▸ EXCERTO DO DOCUMENTO:
· · · ·
Eu estava a ler online uma entrevista e apanhei uma história em que falavas de um concerto fantástico que viste em Lisboa. Fala-me sobre isso. Fiquei surpreso que conhecesses o Hot Clube. 

[Tom] Foi numa viagem com a minha mãe. Eu e ela viajámos muito. 

Foi há quanto tempo?

[Tom] Há quatro ou cinco anos, penso. Foi, muito provavelmente, o primeiro concerto de jazz a que assisti. E acho que foi o melhor a que já fui [risos]. 

[Ignacio] Provavelmente por causa disso [risos].

[Tom] Talvez. Mas foi incrível — e eu estava sob o efeito certas substâncias na altura. Mas foi muito mágico. Nós tínhamos acabado de ficar amigos de um tipo, um baterista, que tocava todos os tipos de música. Nós também conhecemos uma psicoterapeuta que estava a trabalhar em maneiras estranhas de tratar o cancro. Nós conhecemo-la numa cidade diferente de Portugal. Mas voltando ao baterista: nós conhecemo-lo no Hot Clube na última noite em que estivemos lá. Foi um espectáculo fantástico. Todos foram embora e eu e a minha mãe e o baterista ficámos a falar num canto. 

E tu, Ignacio: conheces Lisboa?

[Ignacio] Sim, ia agora contar isso. Eu fui a Lisboa há três anos… com a minha mãe também. A minha mãe vive na Argentina e na altura eu vivia em Madrid e ela veio e eu disse-lhe, “mãe, não conheço Lisboa”. Toquei perto do Porto e fui ao Porto e queria ir a Lisboa, por isso convidei a minha mãe. Apanhámos o comboio de Madrid para Lisboa e ficámos lá uma semana. Também fomos a alguns concertos perto do rio. Existem algumas salas perto do rio. Um deles era uma jam session de jazz. Foi muito bom. Fomos a restaurantes ilegais e super baratos. Divertimo-nos muito. Depois fomos a Sintra.
· · · ·
▸ INFORMAÇÃO APRESENTADA:

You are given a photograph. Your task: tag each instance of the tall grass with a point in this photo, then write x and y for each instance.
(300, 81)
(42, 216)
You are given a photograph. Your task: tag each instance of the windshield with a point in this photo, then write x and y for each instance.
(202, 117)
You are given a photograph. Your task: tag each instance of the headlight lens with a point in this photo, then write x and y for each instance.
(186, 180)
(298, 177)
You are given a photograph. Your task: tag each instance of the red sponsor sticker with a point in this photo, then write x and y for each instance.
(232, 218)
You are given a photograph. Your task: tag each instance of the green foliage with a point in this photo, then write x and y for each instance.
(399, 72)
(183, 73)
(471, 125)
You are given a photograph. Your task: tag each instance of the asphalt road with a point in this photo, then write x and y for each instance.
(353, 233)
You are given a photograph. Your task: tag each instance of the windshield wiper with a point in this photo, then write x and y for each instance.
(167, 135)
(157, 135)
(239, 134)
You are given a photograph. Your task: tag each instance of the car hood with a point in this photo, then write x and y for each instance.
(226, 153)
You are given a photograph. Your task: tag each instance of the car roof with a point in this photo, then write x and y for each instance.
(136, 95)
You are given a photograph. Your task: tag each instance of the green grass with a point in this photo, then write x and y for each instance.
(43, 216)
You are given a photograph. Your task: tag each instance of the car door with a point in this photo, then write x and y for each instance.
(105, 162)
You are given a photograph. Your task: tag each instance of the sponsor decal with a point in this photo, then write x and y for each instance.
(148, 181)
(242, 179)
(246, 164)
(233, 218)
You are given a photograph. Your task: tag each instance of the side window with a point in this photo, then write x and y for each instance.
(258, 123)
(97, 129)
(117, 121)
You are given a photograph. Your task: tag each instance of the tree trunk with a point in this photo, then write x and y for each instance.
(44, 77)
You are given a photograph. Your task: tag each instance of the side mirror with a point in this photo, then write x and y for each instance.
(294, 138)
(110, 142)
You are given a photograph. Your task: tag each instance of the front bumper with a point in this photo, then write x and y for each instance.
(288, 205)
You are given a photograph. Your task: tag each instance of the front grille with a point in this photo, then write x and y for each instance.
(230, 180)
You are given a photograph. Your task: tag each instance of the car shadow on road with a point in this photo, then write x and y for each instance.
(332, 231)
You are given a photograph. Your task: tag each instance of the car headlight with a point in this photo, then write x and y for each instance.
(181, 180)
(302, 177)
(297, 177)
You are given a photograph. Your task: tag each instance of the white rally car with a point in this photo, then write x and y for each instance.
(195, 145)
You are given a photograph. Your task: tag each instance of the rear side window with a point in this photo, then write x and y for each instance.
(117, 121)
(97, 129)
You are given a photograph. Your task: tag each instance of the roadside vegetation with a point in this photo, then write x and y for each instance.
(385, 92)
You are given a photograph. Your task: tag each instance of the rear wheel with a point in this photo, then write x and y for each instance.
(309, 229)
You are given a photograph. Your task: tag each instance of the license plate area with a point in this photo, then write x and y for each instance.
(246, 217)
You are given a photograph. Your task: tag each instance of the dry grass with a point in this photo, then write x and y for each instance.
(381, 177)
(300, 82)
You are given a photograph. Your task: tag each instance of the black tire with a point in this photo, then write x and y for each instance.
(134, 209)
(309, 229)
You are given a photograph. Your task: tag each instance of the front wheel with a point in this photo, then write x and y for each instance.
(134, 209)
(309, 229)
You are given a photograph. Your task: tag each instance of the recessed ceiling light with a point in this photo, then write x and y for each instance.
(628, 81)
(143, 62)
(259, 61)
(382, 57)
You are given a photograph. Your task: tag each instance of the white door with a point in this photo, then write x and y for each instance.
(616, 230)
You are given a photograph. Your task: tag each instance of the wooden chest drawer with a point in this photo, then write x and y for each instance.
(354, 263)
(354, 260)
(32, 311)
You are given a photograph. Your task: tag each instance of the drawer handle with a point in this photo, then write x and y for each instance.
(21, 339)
· · · ·
▸ INSTRUÇÕES:
**A)** Duplica o excerto da entrevista que começa em "Foi há quanto" e acaba em "falar num canto.".
**B)** Seleciona nos registos cada linha onde aparece a palavra "windshield" e copia-as tal como estão.

▸ RESPOSTAS DADAS:
**A)**
Foi há quanto tempo?

[Tom] Há quatro ou cinco anos, penso. Foi, muito provavelmente, o primeiro concerto de jazz a que assisti. E acho que foi o melhor a que já fui [risos]. 

[Ignacio] Provavelmente por causa disso [risos].

[Tom] Talvez. Mas foi incrível — e eu estava sob o efeito certas substâncias na altura. Mas foi muito mágico. Nós tínhamos acabado de ficar amigos de um tipo, um baterista, que tocava todos os tipos de música. Nós também conhecemos uma psicoterapeuta que estava a trabalhar em maneiras estranhas de tratar o cancro. Nós conhecemo-la numa cidade diferente de Portugal. Mas voltando ao baterista: nós conhecemo-lo no Hot Clube na última noite em que estivemos lá. Foi um espectáculo fantástico. Todos foram embora e eu e a minha mãe e o baterista ficámos a falar num canto.

**B)**
You are given a photograph. Your task: tag each instance of the windshield with a point in this photo, then write x and y for each instance.
You are given a photograph. Your task: tag each instance of the windshield wiper with a point in this photo, then write x and y for each instance.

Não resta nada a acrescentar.